**What you need to do**
Count the lines in the items below that contain the string "shaft", with case counting, and reply with only the number.

[Position annotation records]
▬▬▬▬▬▬
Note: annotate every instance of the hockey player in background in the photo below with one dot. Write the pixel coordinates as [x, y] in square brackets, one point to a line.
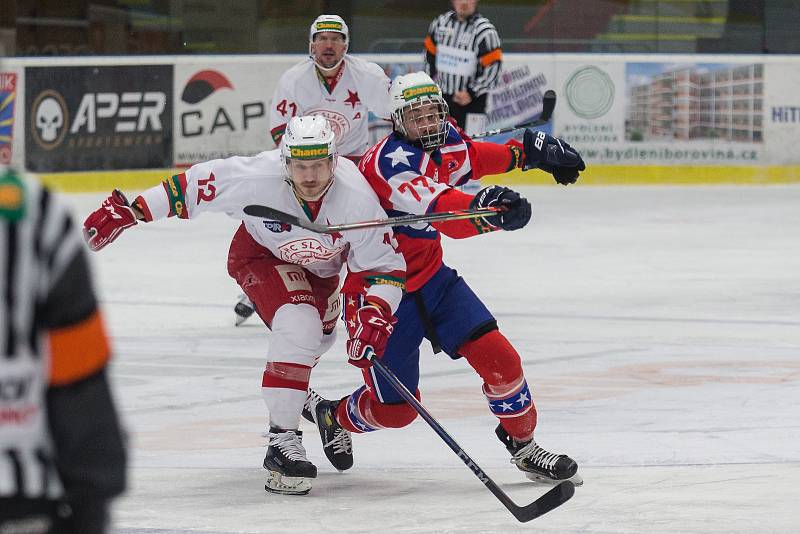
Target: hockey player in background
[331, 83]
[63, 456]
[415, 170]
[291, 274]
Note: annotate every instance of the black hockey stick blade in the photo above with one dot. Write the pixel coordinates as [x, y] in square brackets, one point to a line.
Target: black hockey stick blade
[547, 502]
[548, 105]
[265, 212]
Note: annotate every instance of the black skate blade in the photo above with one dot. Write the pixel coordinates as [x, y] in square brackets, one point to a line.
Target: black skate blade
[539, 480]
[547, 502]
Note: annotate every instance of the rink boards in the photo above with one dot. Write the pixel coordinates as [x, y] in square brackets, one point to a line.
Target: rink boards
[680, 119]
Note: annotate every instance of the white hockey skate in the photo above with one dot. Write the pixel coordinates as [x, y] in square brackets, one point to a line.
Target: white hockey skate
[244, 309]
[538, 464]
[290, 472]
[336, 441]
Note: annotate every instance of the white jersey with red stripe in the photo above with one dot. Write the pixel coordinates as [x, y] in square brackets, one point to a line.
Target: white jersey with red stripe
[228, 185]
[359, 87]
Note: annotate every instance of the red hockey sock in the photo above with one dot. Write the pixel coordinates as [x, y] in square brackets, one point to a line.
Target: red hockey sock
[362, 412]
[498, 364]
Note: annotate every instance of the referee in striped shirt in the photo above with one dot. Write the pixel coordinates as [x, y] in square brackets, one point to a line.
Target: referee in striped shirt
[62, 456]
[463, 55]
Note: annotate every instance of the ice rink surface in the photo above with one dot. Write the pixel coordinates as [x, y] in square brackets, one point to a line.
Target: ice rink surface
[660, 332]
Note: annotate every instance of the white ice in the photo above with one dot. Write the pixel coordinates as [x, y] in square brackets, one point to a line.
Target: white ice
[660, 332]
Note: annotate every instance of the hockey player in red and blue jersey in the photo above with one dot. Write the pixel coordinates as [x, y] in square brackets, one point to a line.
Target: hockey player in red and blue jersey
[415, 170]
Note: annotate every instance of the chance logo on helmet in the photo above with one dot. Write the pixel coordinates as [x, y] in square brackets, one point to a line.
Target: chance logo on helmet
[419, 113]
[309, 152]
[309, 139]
▬▬▬▬▬▬
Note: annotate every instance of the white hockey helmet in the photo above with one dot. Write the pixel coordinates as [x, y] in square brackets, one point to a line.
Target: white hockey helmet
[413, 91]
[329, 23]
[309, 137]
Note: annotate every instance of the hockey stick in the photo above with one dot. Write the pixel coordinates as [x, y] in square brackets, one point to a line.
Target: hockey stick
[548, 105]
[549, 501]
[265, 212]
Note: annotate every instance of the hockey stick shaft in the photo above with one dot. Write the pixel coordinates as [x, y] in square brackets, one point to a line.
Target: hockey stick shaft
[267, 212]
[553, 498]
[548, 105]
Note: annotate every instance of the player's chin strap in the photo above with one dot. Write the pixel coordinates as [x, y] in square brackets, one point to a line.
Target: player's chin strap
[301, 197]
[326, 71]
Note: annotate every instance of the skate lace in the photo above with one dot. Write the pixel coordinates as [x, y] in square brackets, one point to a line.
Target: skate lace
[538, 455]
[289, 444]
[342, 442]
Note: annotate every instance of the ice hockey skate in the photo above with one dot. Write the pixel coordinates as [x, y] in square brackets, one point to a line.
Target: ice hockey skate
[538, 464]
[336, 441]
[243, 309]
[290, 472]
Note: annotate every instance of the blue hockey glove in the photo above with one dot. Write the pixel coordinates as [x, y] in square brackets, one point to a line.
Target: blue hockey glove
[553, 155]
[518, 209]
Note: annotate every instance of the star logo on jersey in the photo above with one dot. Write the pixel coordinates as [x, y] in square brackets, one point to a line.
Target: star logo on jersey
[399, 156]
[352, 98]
▬▬▬▬▬▬
**Exercise response**
2